* _WHAT YOU SHOULD DO_
Copy each of the entries below character for character, with nothing added, dropped, or changed.

* START DATASET EXTRACT *

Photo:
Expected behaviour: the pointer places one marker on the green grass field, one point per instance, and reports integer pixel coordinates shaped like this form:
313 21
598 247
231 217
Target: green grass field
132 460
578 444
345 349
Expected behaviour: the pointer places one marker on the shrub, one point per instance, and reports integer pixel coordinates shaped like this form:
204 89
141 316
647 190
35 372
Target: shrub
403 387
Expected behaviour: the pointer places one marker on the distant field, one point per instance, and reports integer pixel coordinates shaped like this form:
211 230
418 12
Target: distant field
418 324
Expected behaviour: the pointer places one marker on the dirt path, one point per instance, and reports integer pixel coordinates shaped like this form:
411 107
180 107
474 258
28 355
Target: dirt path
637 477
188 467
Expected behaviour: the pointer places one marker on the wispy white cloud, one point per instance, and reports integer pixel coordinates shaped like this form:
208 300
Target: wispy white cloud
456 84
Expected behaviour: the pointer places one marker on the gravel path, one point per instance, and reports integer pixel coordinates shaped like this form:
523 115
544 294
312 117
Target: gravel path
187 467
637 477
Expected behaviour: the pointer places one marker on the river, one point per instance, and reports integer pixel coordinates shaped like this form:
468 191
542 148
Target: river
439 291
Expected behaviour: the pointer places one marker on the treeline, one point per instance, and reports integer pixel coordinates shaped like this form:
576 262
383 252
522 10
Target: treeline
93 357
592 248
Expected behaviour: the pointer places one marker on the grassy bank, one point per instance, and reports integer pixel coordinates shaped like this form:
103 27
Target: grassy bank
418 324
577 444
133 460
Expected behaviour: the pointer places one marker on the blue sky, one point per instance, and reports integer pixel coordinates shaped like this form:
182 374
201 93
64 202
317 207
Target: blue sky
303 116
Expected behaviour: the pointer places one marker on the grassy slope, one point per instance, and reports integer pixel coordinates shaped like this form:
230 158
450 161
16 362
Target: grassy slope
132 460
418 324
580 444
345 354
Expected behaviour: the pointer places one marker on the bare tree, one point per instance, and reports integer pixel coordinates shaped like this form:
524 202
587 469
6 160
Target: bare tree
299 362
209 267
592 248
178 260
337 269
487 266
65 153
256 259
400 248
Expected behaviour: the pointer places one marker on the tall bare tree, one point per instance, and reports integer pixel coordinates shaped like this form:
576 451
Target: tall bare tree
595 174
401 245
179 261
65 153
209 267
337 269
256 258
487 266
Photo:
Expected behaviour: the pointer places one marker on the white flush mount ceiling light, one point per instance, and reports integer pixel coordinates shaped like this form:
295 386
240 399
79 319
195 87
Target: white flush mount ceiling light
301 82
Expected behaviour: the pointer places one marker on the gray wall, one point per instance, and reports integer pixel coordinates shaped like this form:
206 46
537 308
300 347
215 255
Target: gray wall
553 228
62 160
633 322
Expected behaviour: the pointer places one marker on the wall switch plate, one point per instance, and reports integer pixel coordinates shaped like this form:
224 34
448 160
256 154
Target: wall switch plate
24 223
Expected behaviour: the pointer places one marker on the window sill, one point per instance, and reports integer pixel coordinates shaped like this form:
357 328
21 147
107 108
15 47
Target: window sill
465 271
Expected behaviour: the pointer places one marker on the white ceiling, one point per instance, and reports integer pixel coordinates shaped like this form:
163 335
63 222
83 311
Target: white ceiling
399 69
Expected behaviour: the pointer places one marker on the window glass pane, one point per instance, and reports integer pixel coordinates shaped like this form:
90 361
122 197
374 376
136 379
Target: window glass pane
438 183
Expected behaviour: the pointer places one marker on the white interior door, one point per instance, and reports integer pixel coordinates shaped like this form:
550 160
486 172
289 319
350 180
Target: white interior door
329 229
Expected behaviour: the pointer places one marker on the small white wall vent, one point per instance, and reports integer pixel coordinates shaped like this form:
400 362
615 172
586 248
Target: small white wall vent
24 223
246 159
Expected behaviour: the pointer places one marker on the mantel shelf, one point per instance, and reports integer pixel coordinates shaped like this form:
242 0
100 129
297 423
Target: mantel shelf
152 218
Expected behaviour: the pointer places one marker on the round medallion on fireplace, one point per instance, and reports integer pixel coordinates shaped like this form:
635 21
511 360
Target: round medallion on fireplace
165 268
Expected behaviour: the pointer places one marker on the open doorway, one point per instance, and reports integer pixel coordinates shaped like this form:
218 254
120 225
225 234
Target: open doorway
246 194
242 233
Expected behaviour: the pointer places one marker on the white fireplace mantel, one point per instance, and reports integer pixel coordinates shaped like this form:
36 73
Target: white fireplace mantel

* END DATASET EXTRACT *

* _WRITTEN ANSWER_
Photo:
Expected behaviour: the pointer places one marker on the green grass field, one point per instance, and reports integer pixel coordinates shaped like this form:
313 21
598 247
231 217
Target: green grass field
132 460
578 444
345 349
Expected behaviour: the pointer places one marker on the shrub, one point per instance, and reports integer pixel coordinates shaped like this form:
204 89
141 316
647 190
35 372
Target: shrub
403 387
Expected behaviour: the pointer places one marker on the distant field, one point per instance, and reports integer pixel coordinates shaped like this form:
211 230
418 12
Target: distant field
418 324
Expected behaviour: the pointer places one marker on the dirt path, one point per instance, and reports integer pixel coordinates shaped like this form:
411 107
180 107
474 258
28 355
Target: dirt path
637 477
188 467
Expected behaviour: the pointer places one marker on the wispy white cloud, one point per instance, and reports integer pixel coordinates shaped like this form:
208 300
Target: wispy white cloud
456 84
Expected behaviour: the pointer places one marker on the gravel path, one point per instance, and reports integer pixel coordinates shaped like this form:
523 115
544 294
312 117
Target: gravel path
187 467
637 477
Expected behaviour: the pointer places one marker on the river, one point per instance, and reports integer pixel coordinates shaped like this form:
468 191
542 148
Target: river
439 291
Expected behaviour: the pointer places one marker on the treeline, one point per instance, and reports integer pixel coordinates shaped like this form:
576 262
383 252
522 10
Target: treeline
93 357
592 248
Expected behaviour: the pointer places one marker on the grassy bank, one point per instance, and reports integer pixel coordinates shaped like this form:
103 27
Target: grassy bank
418 324
577 444
133 460
Expected behaviour: the pointer places one marker on the blue sky, one point per instance, and reports integer pixel coordinates shaped like this form:
182 374
201 93
64 202
317 207
Target: blue sky
303 116
Expected behaviour: the pointer places one marker on the grassy slope, one point per instance, and reports integer pixel coordinates shaped like this form:
230 158
450 161
16 362
Target: grassy slope
132 460
418 324
580 444
345 354
Expected behaviour: the pointer places one marker on the bare tree, one point per instance, and reports integer pixel coordinates shaped like this form:
524 202
587 469
6 160
Target: bare tree
299 362
209 267
592 248
178 260
337 269
487 266
65 153
256 259
400 248
Expected behaviour: the pointer places one marker on the tall bare tree, one point per instance, and reports integer pixel coordinates shaped like this form:
576 451
Target: tall bare tree
595 174
401 245
179 261
65 153
209 267
337 269
256 258
487 266
Photo:
Expected behaviour: the pointer places one marker on the white flush mount ceiling light, one point per instance, and reports integer pixel coordinates shaped like this form:
295 386
240 399
79 319
195 87
Target: white flush mount ceiling light
301 82
Expected behaviour: the pointer places one marker on the gray wall, one point per instance, and reports integer pixel coordinates shaped like this form:
206 46
537 308
300 347
215 255
Target: gray wall
553 228
62 160
633 322
Expected behaviour: the pointer places one marker on the wall switch plate, one point per instance, and reports integer pixel coordinates shaped like this form:
224 34
448 160
256 154
Target: wall switch plate
24 223
Expected behaviour: the pointer places one marker on the window sill, one point per instance, and reports integer pixel coordinates shaped like this form:
357 328
21 147
107 108
15 47
Target: window sill
465 271
Expected behaviour: the pointer places one marker on the white ceiling, one point per instance, and reports integer pixel coordinates shaped like this form:
163 335
63 222
83 311
Target: white ceiling
399 69
Expected behaviour: the pointer places one marker on the window glass pane, one point per instance, and reports integer pixel coordinates shaped like this form:
90 361
122 197
374 376
136 379
Target: window glass pane
438 183
Expected behaviour: the pointer places one marker on the white interior door, one point per instance, and reports integer pixel coordinates shaped like this form:
550 160
486 172
289 319
350 180
Target: white interior door
329 229
Expected behaviour: the pointer places one marker on the small white wall vent, one point per instance, and reports integer pixel coordinates shaped like this form:
400 362
615 172
586 248
Target: small white wall vent
24 223
246 159
Expected behaviour: the pointer places one marker on the mantel shelf, one point per instance, and reports integer pixel coordinates shaped like this form:
242 0
100 129
297 423
Target: mantel shelf
152 218
Expected behaviour: the pointer places one marker on the round medallion on fireplace, one point per instance, and reports integer pixel coordinates shaped like this form:
635 21
511 360
Target: round medallion on fireplace
165 268
Expected behaviour: the pointer places one marker on the open doorway, one point per instance, and reports integer pixel coordinates shaped like this form:
218 254
120 225
225 234
Target: open doorway
246 194
242 233
Expected behaviour: the pointer places one marker on the white fireplace mantel, one point per instance, and reports integer pixel coordinates shaped like this form:
36 73
Target: white fireplace mantel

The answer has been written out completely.